[Opening Document section section]

Treating epilepsy in children using a ketogenic diet

Case Study Submitted by: Marion van Ool
Country: Denmark

In Maastricht in The Netherlands we have set up a multidisciplinary outpatient for treating children with epilepsy with the ketogenic diet. The children have three-monthly appointments and in between they and their parents are supported by phone or video consultation.

Epilepsy is the most common neurological condition in children, consisting of unprovoked and recurrent seizures. The prevalence of active epilepsy is 5.1 per 1,000 schoolchildren. Growing up with epilepsy is challenging because of the condition can have a significant impact on daily life. Sometimes the children and young people we see have behavioral problems, depression and anxiety, and they can also be confronted with cognitive problems and academic challenges. Treatment with antiepileptic drugs can also be problematic and produce cognitive problems. Young people with the condition worry about having seizures, and this can limit social activities and cause them to be socially isolated. Sometimes parents and other caregivers can be anxious and (over)protective, which can hamper the child’s development of autonomy.

[Closing Document section section]
[Opening Given entries section]

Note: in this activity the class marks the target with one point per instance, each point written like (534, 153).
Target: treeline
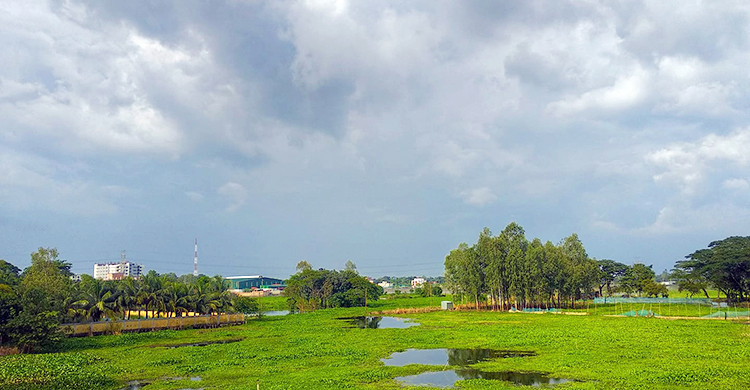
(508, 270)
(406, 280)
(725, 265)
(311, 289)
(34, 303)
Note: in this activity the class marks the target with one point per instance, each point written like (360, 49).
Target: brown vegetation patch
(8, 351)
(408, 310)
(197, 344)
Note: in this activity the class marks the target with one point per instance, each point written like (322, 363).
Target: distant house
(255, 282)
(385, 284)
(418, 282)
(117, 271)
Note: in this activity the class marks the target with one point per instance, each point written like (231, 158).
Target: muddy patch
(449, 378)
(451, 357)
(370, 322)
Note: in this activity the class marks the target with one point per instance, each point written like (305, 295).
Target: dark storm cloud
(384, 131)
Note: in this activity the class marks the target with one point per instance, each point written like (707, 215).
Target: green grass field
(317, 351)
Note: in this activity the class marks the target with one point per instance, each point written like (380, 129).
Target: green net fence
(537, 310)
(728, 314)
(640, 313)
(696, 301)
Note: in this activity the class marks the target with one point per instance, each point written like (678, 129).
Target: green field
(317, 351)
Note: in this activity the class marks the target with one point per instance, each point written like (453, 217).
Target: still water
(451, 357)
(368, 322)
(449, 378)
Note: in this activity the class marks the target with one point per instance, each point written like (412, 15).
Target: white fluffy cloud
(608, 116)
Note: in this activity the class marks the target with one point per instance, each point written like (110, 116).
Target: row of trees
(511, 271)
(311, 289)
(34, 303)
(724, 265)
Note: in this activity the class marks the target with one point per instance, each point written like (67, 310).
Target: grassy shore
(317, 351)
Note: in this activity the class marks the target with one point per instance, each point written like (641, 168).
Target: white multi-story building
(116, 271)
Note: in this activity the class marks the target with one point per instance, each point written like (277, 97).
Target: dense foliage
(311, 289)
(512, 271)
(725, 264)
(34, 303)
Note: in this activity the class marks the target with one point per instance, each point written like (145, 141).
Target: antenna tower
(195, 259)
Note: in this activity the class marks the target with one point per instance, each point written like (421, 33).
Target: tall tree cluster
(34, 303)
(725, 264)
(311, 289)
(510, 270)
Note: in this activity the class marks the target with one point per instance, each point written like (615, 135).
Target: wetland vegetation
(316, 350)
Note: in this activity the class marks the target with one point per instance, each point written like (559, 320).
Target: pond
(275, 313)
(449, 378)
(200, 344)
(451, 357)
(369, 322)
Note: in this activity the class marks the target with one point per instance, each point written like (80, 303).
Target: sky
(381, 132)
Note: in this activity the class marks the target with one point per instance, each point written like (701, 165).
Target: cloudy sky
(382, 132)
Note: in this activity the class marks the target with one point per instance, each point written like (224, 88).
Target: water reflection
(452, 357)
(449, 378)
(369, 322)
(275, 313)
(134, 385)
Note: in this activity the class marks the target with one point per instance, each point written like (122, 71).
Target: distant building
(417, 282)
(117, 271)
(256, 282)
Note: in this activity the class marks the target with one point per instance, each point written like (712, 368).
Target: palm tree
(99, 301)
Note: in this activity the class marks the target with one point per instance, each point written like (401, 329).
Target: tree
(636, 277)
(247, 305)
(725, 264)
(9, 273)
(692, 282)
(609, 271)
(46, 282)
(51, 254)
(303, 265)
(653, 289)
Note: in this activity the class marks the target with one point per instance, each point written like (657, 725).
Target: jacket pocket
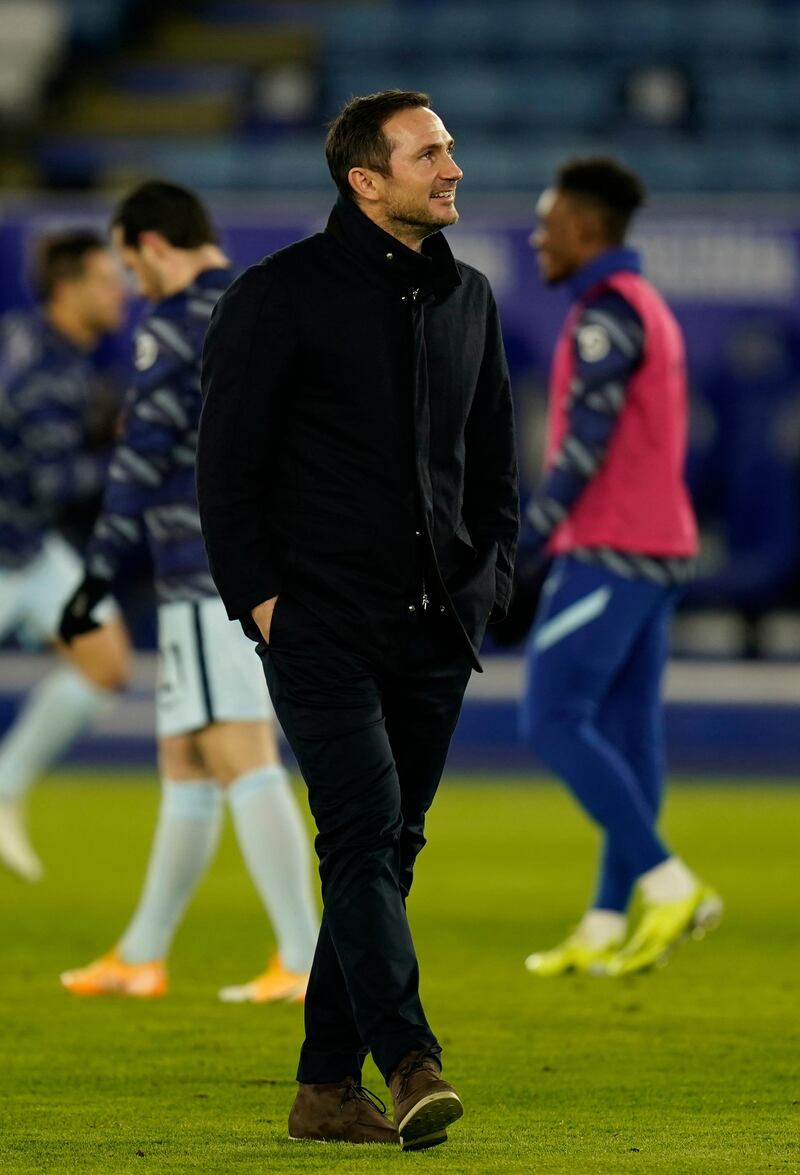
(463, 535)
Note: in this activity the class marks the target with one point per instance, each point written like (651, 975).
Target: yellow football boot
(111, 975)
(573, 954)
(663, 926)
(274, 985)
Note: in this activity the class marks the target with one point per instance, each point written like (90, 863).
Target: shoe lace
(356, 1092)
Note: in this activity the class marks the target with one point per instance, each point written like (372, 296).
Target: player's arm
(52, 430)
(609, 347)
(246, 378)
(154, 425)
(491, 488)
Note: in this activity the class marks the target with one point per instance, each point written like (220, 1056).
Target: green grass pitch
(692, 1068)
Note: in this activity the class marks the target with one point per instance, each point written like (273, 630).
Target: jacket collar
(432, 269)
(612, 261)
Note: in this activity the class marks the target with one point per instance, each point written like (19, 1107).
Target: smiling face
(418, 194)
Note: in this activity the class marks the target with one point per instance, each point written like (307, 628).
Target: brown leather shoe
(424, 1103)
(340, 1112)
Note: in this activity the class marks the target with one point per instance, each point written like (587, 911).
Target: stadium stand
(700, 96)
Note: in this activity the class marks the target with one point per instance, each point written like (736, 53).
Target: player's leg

[Closing Given entries section]

Activities:
[1] Answer each question from the case study:
(a) In which city was the outpatient for the ketogenic diet set up?
(b) How often do the children have appointments?
(c) What is the stated prevalence of active epilepsy among schoolchildren?
[2] Decide whether each statement agrees with the case study, answering yes or no and quoting the deciding words:
(a) Between appointments, the children and their parents are supported by phone or video consultation.
(b) Epilepsy is described as a rare neurological condition in children.
(c) Treatment with antiepileptic drugs is said to be capable of producing cognitive problems.
[3] Reproduce the passage of the case study starting at "Case Study Submitted" and ending at "or video consultation.".
These lines have no connection to the case study.

Outputs for the tasks:
[1]
(a) Maastricht, in The Netherlands.
(b) Every three months.
(c) 5.1 per 1,000 schoolchildren.

[2]
(a) Yes: "in between they and their parents are supported by phone or video consultation."
(b) No: "Epilepsy is the most common neurological condition in children"
(c) Yes: "Treatment with antiepileptic drugs can also be problematic and produce cognitive problems."

[3]
Case Study Submitted by: Marion van Ool
Country: Denmark

In Maastricht in The Netherlands we have set up a multidisciplinary outpatient for treating children with epilepsy with the ketogenic diet. The children have three-monthly appointments and in between they and their parents are supported by phone or video consultation.